↓

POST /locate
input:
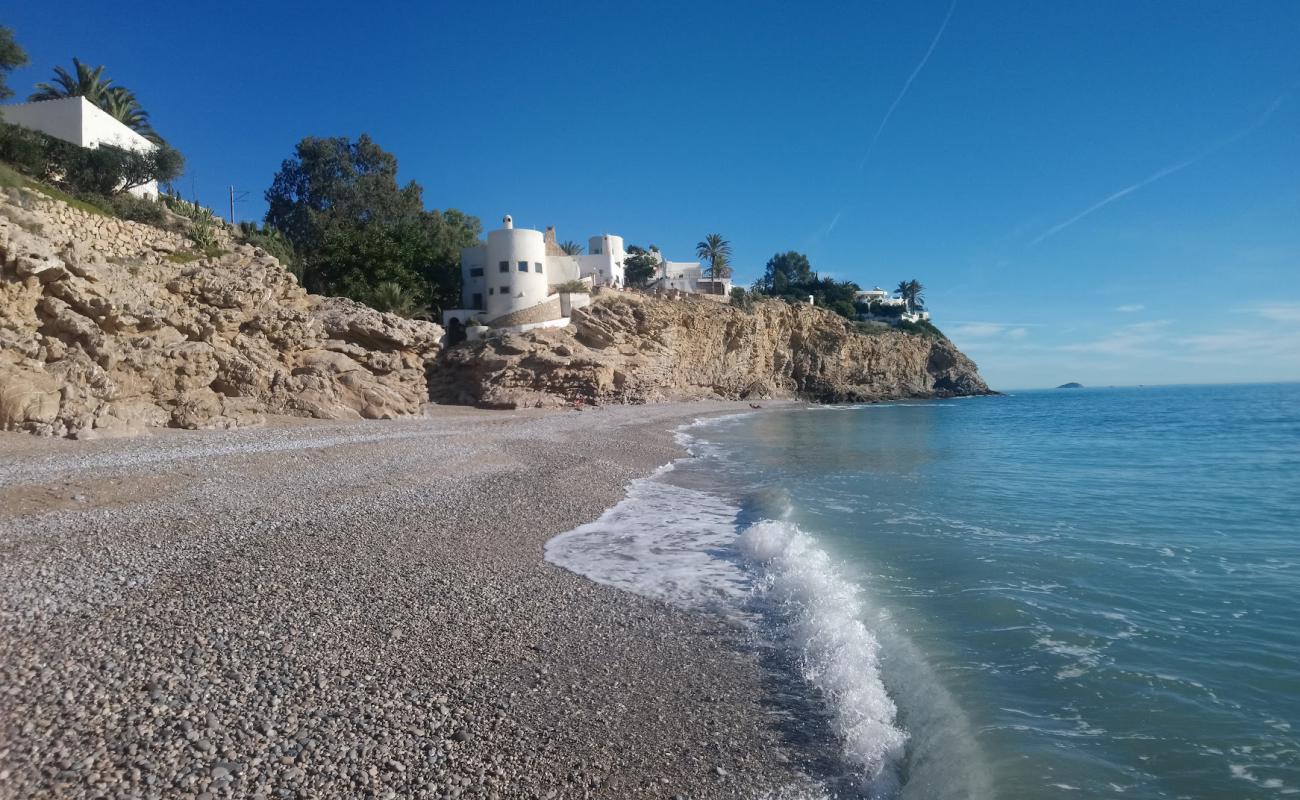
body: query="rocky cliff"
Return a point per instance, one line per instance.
(632, 349)
(108, 327)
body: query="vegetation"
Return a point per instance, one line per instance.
(12, 177)
(394, 298)
(138, 210)
(90, 82)
(789, 276)
(183, 256)
(921, 328)
(716, 251)
(202, 233)
(913, 293)
(99, 172)
(276, 245)
(568, 286)
(742, 299)
(641, 266)
(351, 226)
(880, 310)
(12, 56)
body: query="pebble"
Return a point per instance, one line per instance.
(320, 606)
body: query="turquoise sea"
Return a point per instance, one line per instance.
(1060, 593)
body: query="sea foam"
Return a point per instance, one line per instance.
(820, 614)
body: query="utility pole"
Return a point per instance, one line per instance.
(235, 197)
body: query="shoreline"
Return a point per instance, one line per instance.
(351, 608)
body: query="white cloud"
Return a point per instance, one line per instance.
(1279, 312)
(978, 329)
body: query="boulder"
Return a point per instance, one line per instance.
(103, 336)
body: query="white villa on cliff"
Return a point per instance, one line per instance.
(511, 280)
(79, 121)
(879, 297)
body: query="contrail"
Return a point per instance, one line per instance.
(1162, 173)
(934, 43)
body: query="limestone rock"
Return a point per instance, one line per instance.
(102, 334)
(636, 349)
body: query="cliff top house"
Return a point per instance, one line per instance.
(79, 121)
(511, 280)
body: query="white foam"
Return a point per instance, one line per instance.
(680, 545)
(659, 541)
(837, 653)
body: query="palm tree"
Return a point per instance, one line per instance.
(121, 104)
(90, 82)
(716, 251)
(913, 293)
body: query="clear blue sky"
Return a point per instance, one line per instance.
(1104, 191)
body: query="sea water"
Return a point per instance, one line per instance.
(1067, 593)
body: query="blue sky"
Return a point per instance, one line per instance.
(1103, 191)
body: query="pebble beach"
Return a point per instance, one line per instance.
(358, 610)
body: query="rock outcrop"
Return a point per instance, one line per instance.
(105, 328)
(633, 349)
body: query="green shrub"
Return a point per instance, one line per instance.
(138, 210)
(202, 233)
(274, 243)
(567, 286)
(922, 328)
(103, 171)
(742, 299)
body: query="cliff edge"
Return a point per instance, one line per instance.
(112, 327)
(637, 349)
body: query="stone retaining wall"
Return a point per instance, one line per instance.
(108, 236)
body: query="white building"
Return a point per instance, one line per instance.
(689, 277)
(79, 121)
(879, 297)
(510, 280)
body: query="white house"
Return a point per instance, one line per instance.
(879, 297)
(79, 121)
(689, 277)
(510, 281)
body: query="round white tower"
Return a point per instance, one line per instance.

↑

◆ DIRECTIONS ◆
State how many lines of the records above contain the string "house", with case counting, and give only that number.

◆ ANSWER TO THE TASK ◆
2